Instructions to follow
Print out the entries that follow exactly, missing none.

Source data
--

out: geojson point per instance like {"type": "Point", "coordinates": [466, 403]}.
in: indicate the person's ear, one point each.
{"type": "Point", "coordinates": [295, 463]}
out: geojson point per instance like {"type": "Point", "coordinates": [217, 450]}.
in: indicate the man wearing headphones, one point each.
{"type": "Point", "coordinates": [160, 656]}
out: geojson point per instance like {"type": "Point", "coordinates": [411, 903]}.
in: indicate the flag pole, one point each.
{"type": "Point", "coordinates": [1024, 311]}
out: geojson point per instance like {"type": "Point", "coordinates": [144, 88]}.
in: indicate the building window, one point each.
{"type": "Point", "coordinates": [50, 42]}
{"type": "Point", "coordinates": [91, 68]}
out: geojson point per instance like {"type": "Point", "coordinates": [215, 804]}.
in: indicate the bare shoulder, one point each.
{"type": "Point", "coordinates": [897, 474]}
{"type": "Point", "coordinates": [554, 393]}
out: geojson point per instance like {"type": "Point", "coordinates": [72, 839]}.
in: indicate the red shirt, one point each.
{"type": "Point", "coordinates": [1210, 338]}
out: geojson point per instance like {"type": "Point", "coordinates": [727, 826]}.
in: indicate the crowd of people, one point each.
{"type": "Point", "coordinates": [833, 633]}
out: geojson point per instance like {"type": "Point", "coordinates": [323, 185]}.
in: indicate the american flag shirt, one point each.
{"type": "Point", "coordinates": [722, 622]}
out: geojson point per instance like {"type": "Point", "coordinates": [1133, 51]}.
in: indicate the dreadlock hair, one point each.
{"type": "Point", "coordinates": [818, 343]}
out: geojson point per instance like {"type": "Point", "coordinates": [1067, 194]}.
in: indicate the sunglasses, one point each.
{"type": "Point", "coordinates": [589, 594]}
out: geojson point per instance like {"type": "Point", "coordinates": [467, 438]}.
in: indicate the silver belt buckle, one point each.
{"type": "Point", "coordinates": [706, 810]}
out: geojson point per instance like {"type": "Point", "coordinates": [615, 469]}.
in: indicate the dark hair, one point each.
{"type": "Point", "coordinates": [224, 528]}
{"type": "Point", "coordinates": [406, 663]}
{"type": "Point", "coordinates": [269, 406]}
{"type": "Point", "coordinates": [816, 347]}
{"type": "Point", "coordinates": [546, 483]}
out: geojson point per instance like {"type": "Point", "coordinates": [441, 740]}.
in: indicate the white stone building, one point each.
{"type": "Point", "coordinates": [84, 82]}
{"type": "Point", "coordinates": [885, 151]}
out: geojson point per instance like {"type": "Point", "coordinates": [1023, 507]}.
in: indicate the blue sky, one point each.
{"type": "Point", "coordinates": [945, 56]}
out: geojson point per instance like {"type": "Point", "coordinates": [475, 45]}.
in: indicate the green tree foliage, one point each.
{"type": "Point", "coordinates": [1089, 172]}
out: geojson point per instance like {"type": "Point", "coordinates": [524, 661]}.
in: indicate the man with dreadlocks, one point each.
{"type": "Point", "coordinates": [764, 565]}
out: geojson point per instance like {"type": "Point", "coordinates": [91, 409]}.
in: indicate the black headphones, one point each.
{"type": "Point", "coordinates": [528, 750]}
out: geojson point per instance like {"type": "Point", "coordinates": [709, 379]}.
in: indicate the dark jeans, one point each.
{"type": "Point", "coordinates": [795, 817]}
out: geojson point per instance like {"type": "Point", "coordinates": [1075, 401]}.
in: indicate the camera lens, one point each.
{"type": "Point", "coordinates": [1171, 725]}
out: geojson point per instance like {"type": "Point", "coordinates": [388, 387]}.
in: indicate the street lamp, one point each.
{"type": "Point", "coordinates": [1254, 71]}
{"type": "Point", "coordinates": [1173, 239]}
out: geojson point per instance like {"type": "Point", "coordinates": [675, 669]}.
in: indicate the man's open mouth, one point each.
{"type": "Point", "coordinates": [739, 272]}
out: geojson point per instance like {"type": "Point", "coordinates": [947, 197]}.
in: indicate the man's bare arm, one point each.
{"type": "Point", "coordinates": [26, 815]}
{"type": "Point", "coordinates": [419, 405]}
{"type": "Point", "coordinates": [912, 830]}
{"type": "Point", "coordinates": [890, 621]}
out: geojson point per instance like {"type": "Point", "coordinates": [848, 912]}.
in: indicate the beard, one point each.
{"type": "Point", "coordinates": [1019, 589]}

--

The completed task
out: geojson point per instance like {"type": "Point", "coordinates": [466, 403]}.
in: indicate the person's ear, one point each.
{"type": "Point", "coordinates": [295, 463]}
out: geojson point per instance like {"type": "Point", "coordinates": [217, 450]}.
in: indicate the man wearing headphones, one point each.
{"type": "Point", "coordinates": [160, 656]}
out: geojson point per instance like {"type": "Point", "coordinates": [411, 903]}.
in: indicate the flag pole, one point each.
{"type": "Point", "coordinates": [1024, 311]}
out: geojson point per instance like {"type": "Point", "coordinates": [144, 88]}.
in: indicate the building window, one point each.
{"type": "Point", "coordinates": [50, 42]}
{"type": "Point", "coordinates": [91, 68]}
out: geojson point per instance like {"type": "Point", "coordinates": [215, 804]}.
in: indicate the bare shoulder, one point each.
{"type": "Point", "coordinates": [897, 474]}
{"type": "Point", "coordinates": [554, 393]}
out: geojson point per instance like {"type": "Point", "coordinates": [72, 839]}.
in: indicate the red shirt, one point each.
{"type": "Point", "coordinates": [1210, 338]}
out: geojson point per instance like {"type": "Point", "coordinates": [727, 826]}.
in: indicate the crowd of people, one point each.
{"type": "Point", "coordinates": [833, 633]}
out: geojson point per instance like {"type": "Point", "coordinates": [323, 185]}.
in: indicate the american flag shirt, one point each.
{"type": "Point", "coordinates": [722, 622]}
out: geojson point per instance like {"type": "Point", "coordinates": [1133, 51]}.
in: indicate the dreadlock hair, one point each.
{"type": "Point", "coordinates": [818, 343]}
out: geojson point per instance like {"type": "Point", "coordinates": [1067, 194]}.
in: indicate the sunglasses, one point each.
{"type": "Point", "coordinates": [589, 594]}
out: geojson point per instance like {"type": "Point", "coordinates": [467, 438]}.
in: indicate the silver belt buckle, one point each.
{"type": "Point", "coordinates": [706, 810]}
out: geojson point per instance like {"type": "Point", "coordinates": [615, 469]}.
in: indicate the dark hair, one point each.
{"type": "Point", "coordinates": [224, 528]}
{"type": "Point", "coordinates": [406, 663]}
{"type": "Point", "coordinates": [269, 406]}
{"type": "Point", "coordinates": [816, 347]}
{"type": "Point", "coordinates": [546, 483]}
out: geojson point per instance like {"type": "Point", "coordinates": [441, 740]}.
in: indicate the white stone building, one point each.
{"type": "Point", "coordinates": [84, 82]}
{"type": "Point", "coordinates": [885, 151]}
out: geojson point per instance like {"type": "Point", "coordinates": [1023, 507]}.
in: indicate the blue sky, one point each.
{"type": "Point", "coordinates": [945, 56]}
out: geojson point per instance like {"type": "Point", "coordinates": [475, 45]}.
in: indicate the green tree foliage, one point each.
{"type": "Point", "coordinates": [1089, 172]}
out: geojson point per instance like {"type": "Point", "coordinates": [524, 661]}.
in: indicate the man with dreadlocks, one point each.
{"type": "Point", "coordinates": [764, 565]}
out: geojson point per instance like {"type": "Point", "coordinates": [91, 409]}.
in: indicate the black headphones, one point each.
{"type": "Point", "coordinates": [528, 750]}
out: geojson point per instance like {"type": "Point", "coordinates": [709, 379]}.
in: indicate the dark jeans, one point each.
{"type": "Point", "coordinates": [795, 817]}
out: geojson point per instance like {"type": "Point", "coordinates": [1075, 401]}.
in: indicate the camera lens, one point each.
{"type": "Point", "coordinates": [1171, 725]}
out: geojson point per instance like {"type": "Point", "coordinates": [388, 387]}.
in: indicate the street lamp, one point each.
{"type": "Point", "coordinates": [1254, 71]}
{"type": "Point", "coordinates": [1173, 239]}
out: geojson point per instance like {"type": "Point", "coordinates": [675, 669]}.
in: indicate the man's open mouth, one point each.
{"type": "Point", "coordinates": [739, 272]}
out: geojson point per instance like {"type": "Point", "coordinates": [947, 197]}.
in: indicate the man's bare arm, one point each.
{"type": "Point", "coordinates": [26, 815]}
{"type": "Point", "coordinates": [419, 405]}
{"type": "Point", "coordinates": [912, 830]}
{"type": "Point", "coordinates": [890, 621]}
out: geojson point per instance like {"type": "Point", "coordinates": [848, 912]}.
in: indicate the beard, one point each.
{"type": "Point", "coordinates": [1019, 589]}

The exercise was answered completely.